[[ EXTRACT TO READ open ]]

Pittsburgh Post-Gazette

Pilot who pulled off daring rescue in Vietnam War

- By Trip Gabriel

Bob Pardo, a fighter pilot who during the Vietnam War kept a wingman’s damaged plane aloft in a daring feat of aviation that became known as “Pardo’s Push,’ died Dec. 5 in a hospital near his home in College Station, Texas. He was 89.

His wife, Kathryn, said the cause was lung cancer.

In March 1967, Mr. Pardo was on a mission over North Vietnam in an F-4 Phantom when anti-aircraft fire hit his plane, inflicting damage, while more badly ripping into the fuel tank of another fighter in the strike force. Both jets pulled away to head home. But the second plane had lost too much fuel to make it to safety. Mr. Pardo realized that its twoman crew would be forced to eject over enemy territory and face capture or worse.

[[ EXTRACT TO READ closed ]]
[[ EXCERPTED RECORDS open ]]

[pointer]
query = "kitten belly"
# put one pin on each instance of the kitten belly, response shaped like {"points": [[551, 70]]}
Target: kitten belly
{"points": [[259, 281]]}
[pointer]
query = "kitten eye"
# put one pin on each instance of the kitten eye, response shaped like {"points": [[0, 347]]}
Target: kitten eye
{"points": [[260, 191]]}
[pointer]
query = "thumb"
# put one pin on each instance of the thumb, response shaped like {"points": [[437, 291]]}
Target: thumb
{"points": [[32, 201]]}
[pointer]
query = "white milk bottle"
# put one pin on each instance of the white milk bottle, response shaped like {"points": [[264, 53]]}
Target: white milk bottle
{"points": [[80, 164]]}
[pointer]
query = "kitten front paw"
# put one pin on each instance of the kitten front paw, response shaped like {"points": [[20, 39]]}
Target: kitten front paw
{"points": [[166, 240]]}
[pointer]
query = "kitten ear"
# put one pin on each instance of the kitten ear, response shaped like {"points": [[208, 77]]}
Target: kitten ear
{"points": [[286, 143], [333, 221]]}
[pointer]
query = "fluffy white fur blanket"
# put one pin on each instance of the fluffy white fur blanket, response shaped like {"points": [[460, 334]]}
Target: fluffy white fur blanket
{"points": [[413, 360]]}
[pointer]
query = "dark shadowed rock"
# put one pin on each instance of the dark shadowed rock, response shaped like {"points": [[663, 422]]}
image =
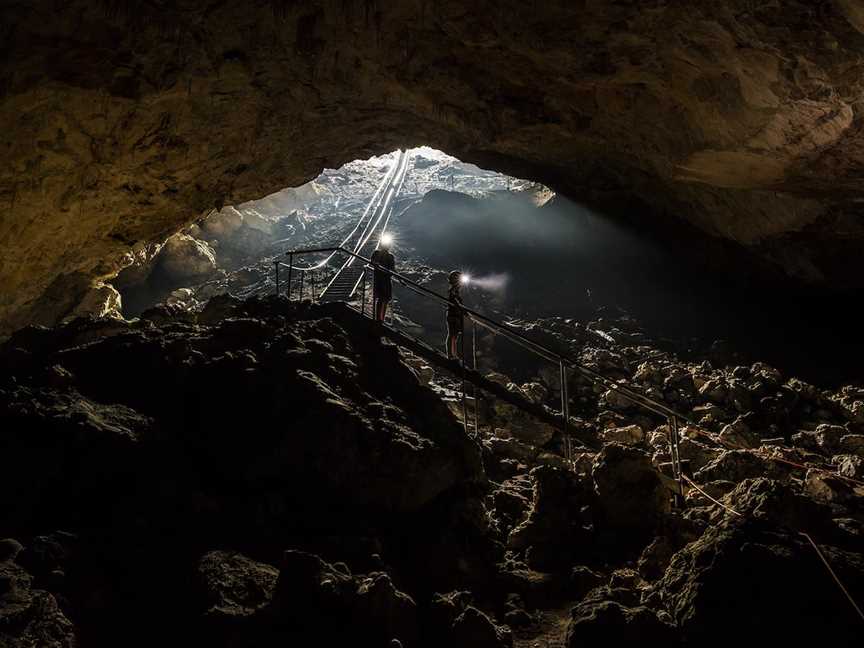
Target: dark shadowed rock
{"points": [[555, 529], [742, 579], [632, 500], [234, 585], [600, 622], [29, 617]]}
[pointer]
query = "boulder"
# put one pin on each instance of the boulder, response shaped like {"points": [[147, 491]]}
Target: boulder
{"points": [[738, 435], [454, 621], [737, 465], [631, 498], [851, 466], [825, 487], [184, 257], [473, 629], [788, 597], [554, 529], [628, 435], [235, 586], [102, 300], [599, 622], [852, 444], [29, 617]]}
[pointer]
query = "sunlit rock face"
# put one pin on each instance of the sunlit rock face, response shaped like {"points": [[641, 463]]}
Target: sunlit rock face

[[ EXCERPTED RECORDS closed ]]
[[ EXCERPTED RECORDS open ]]

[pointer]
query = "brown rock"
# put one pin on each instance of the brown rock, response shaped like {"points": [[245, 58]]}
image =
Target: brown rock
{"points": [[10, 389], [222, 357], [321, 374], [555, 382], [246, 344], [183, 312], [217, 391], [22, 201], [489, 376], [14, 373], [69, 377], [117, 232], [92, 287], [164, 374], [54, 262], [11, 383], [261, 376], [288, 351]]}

[[ EXCERPTED RECORDS closed ]]
[[ EXCERPTED RECORDS open ]]

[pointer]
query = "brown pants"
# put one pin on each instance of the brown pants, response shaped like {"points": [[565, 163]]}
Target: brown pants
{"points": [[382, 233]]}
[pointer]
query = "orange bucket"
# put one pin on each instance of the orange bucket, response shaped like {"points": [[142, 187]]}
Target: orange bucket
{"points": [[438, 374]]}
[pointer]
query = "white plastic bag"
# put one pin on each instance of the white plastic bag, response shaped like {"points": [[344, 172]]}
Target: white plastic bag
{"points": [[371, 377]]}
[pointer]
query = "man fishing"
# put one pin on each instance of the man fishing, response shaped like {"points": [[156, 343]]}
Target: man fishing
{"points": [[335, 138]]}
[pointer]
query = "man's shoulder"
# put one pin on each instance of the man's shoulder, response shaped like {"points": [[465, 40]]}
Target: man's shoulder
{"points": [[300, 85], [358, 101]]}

[[ EXCERPTED RECORDS closed ]]

Pick up the Bob Pardo obituary at the point where it stops and keep writing it.

§ **OUTPUT OF THE EXERCISE**
Flying beneath the compromise­d plane, Mr. Pardo told its pilot, Capt. Earl Aman, to lower his tailhook — a metal pole at the rear of a fighter used to arrest its landing. At 300 mph, Mr. Pardo nudged his plane’s glass windshield against the tip of the pole. For almost 90 miles, he pushed the other plane as both jets hemorrhage­d fuel, until they crossed the border with Laos. Both crews ejected by parachute and all four men were rescued.

When they returned to their airfield, Ubon Royal Thai Air Force Base in Thailand, Mr. Pardo faced criticism for the highly unorthodox maneuver, which may have saved the lives of Aman and his weapons officer, 1st Lt. Robert Houghton, but came at the cost of Mr. Pardo’s aircraft.

“When we got back to Ubon, they didn’t know whether to court-martial me or pin a medal on my chest,” he recalled in an interview with an Air Force publicatio­n in 1996. “Some people felt I should have let Earl and Bob eject and take their chances, so I could land my aircraft safely.”

“Pardo’s Push” entered Air Force legend, an extraordin­ary act of aerial ballet, but one that would never be prescribed in any pilot manuals or flying simulators. Only once before, during the Korean War, was a similar rescue maneuver ever performed.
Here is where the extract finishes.